- Teks yang Ditampilkan

Kamis, 04 Agustus 2011

EFEK OTONOMI DAERAH BAGI DAERAH LUAR JAWA DALAM PERSPEKTIF PSIKOLOGI HUKUM


EFEK  OTONOMI DAERAH BAGI DAERAH  LUAR JAWA  DALAM  PERSPEKTIF PSIKOLOGI HUKUM

Oleh : Turiman Fachturahman Nur

A.Pendahuluan
                Sebuah pertanyaan yang penting patut diajukan apa yang membedakan pemerintah pusat dengan daerah ? Pemerintah daerah yang selanjutnya menjadi pembeda dari pemerintah pusat adalah penyelenggara urusan pemerintahan yang dilakukan oleh perintah daerah dan DPRD menurt asas otonomi dan tugas pembantuan dengan prinsip otonomi seluas-luasnya Dalam sistem dan prinsip negara kesatuan seperti yang disebutkan dalam UUD 1945, Asas otonomi dan tugas pembantuan kelahirannya memiliki makna tersendiri, yaitu makna yang dilahirkan dari sejarah pembentukan karakter bernegara di Indonesia. Pemebentukan karakter tersebut bisa dilihat dari naik turunya tensi penggunaan prinsip otonomi daerah .

Item anotasi wilayah:
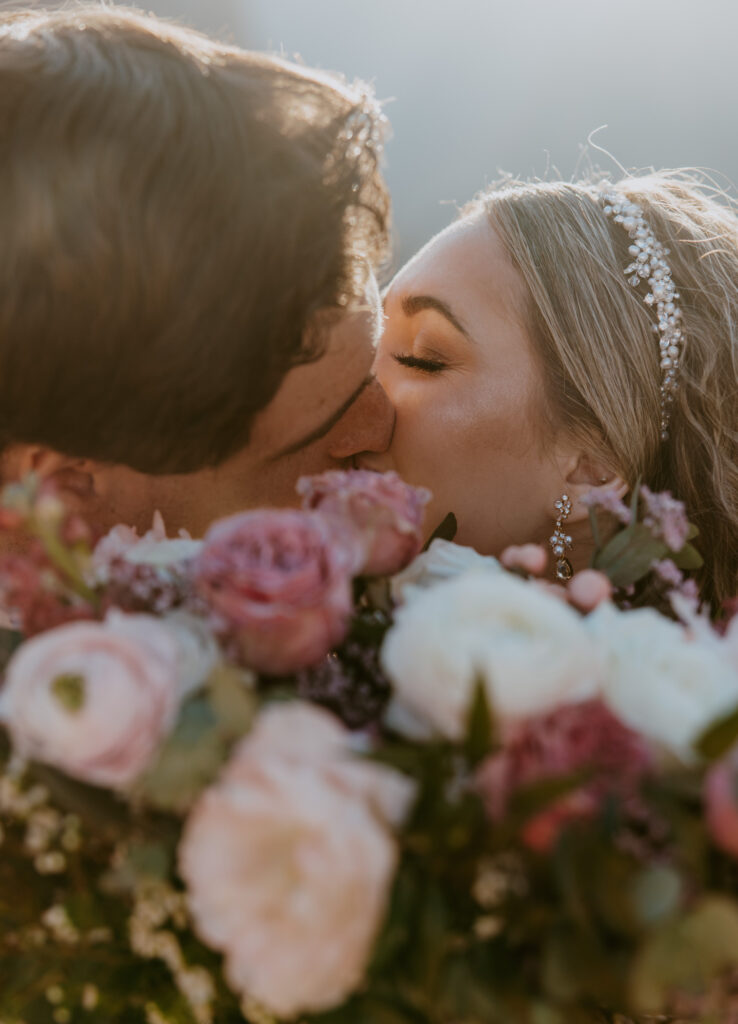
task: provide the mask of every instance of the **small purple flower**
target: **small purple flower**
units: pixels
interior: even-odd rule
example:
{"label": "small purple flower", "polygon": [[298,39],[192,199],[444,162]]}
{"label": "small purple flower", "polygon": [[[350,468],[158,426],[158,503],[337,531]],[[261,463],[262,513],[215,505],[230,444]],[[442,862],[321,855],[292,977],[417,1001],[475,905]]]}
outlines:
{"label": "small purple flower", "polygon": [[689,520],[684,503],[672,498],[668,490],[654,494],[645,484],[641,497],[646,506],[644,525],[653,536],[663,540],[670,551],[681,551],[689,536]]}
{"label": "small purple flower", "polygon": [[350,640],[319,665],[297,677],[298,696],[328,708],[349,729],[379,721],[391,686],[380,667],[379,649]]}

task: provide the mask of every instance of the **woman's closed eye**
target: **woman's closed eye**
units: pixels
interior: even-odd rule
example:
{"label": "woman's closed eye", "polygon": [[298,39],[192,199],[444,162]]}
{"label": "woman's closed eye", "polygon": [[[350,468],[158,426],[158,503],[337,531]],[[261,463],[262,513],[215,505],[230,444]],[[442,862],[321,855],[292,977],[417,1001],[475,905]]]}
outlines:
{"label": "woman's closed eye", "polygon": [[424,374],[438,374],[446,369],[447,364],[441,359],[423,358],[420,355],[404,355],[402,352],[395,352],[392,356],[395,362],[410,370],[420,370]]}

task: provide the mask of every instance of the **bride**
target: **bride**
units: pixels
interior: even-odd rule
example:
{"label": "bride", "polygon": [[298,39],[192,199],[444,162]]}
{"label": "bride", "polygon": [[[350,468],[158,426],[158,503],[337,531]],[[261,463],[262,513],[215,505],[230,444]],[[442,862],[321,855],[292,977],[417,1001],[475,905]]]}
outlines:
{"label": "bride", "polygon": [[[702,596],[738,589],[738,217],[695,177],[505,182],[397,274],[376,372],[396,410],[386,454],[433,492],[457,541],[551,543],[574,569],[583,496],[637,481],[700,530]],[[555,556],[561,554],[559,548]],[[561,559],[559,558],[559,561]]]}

- Yang Harus Dikerjakan
[a] Sebutkan semua lembaga atau tingkat pemerintahan yang disebut dalam bagian pendahuluan tulisan tentang otonomi daerah.
[b] Kembalikan tanpa perubahan bagian catatan dari baris yang memuat "task: provide the mask of every instance of the **bride**" sampai akhir catatan.

- Jawaban Tertulis
[a]
- Pemerintah pusat
- Pemerintah daerah
- DPRD

[b]
task: provide the mask of every instance of the **bride**
target: **bride**
units: pixels
interior: even-odd rule
example:
{"label": "bride", "polygon": [[298,39],[192,199],[444,162]]}
{"label": "bride", "polygon": [[[350,468],[158,426],[158,503],[337,531]],[[261,463],[262,513],[215,505],[230,444]],[[442,862],[321,855],[292,977],[417,1001],[475,905]]]}
outlines:
{"label": "bride", "polygon": [[[702,596],[738,589],[738,217],[695,177],[505,182],[397,274],[376,372],[396,410],[386,454],[433,492],[457,541],[551,543],[574,569],[583,496],[637,481],[700,530]],[[555,556],[561,554],[559,548]],[[561,559],[559,558],[559,561]]]}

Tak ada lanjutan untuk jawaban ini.